Document section
>>>>>

College student debt - agreed, wording should be "graduates" not "students".

Animal species - the wrong source is used here, thanks for pointing that out.
The source for the 30-50% answer should be
[http://www.biologicaldiversity.org/programs/biodiversity/ele...](http://www.biologicaldiversity.org/programs/biodiversity/elements_of_biodiversity/extinction_crisis/),
which refers to this Nature article:
[http://www.nature.com/nature/journal/v427/n6970/full/nature0...](http://www.nature.com/nature/journal/v427/n6970/full/nature02121.html)

Illiteracy - my understanding of functional illiteracy is in line with how
Wikipedia defines it, and I think it's a reasonable phrasing:
[https://en.wikipedia.org/wiki/Functional_illiteracy](https://en.wikipedia.org/wiki/Functional_illiteracy)

Mental health in prisons - this feels a little like splitting hairs here, but
the US Dept. of Justice source defines "having mental problems" as "a recent
history or symptoms of a mental health problem...A recent history of mental
health problems included a clinical diagnosis or treatment by a mental health
professional. Symptoms of a mental disorder were based on criteria specified
in the Diagnostic and Statistical Manual of Mental Disorders, fourth edition".
So the wording of the question seems reasonable to me, in accordance with the
Dept. of Justice (and including diagnosis by a professional).

On a larger scale, I agree the project is of course biased, both in terms of
the questions selected and the multiple choice answers, as is stated right on
the site. And I don't know if that is a bad thing. As is mentioned, the point
of the site is to highlight things that are consistently misrepresented in the
media, and to compare actual data to the common misconceptions that result
from this misrepresentation in the media. To do that, the answer bins do need
to involve what we believe to be these misconceptions as options.

Above all though, the point is to motivate discussion around these questions,
and hopefully this project can help do that. Thanks again for your comment, we
will fix those mistakes I mentioned above right away. Cheers!

<<<<<

Tasks
A – Condense the forum reply's paragraph beginning "On a larger scale" into a bulleted list that keeps its main facts.
B – List every topic heading in the forum reply that is followed by a dash and a response to a specific point.
The listing comes from a separate source and has no connection to the forum reply.

Material provided
>>>>>

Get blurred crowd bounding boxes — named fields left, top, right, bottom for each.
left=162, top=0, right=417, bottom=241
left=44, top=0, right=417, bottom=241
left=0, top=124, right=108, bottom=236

<<<<<

Answers
A –
- The project is biased, both in the questions selected and in the multiple-choice answers, and the site itself says so.
- The writer is not sure that this bias is a bad thing.
- The site aims to highlight matters the media consistently misrepresent and to compare actual data with the misconceptions that result.
- To achieve that, the answer bins must include what are believed to be those misconceptions as options.

B –
- College student debt
- Animal species
- Illiteracy
- Mental health in prisons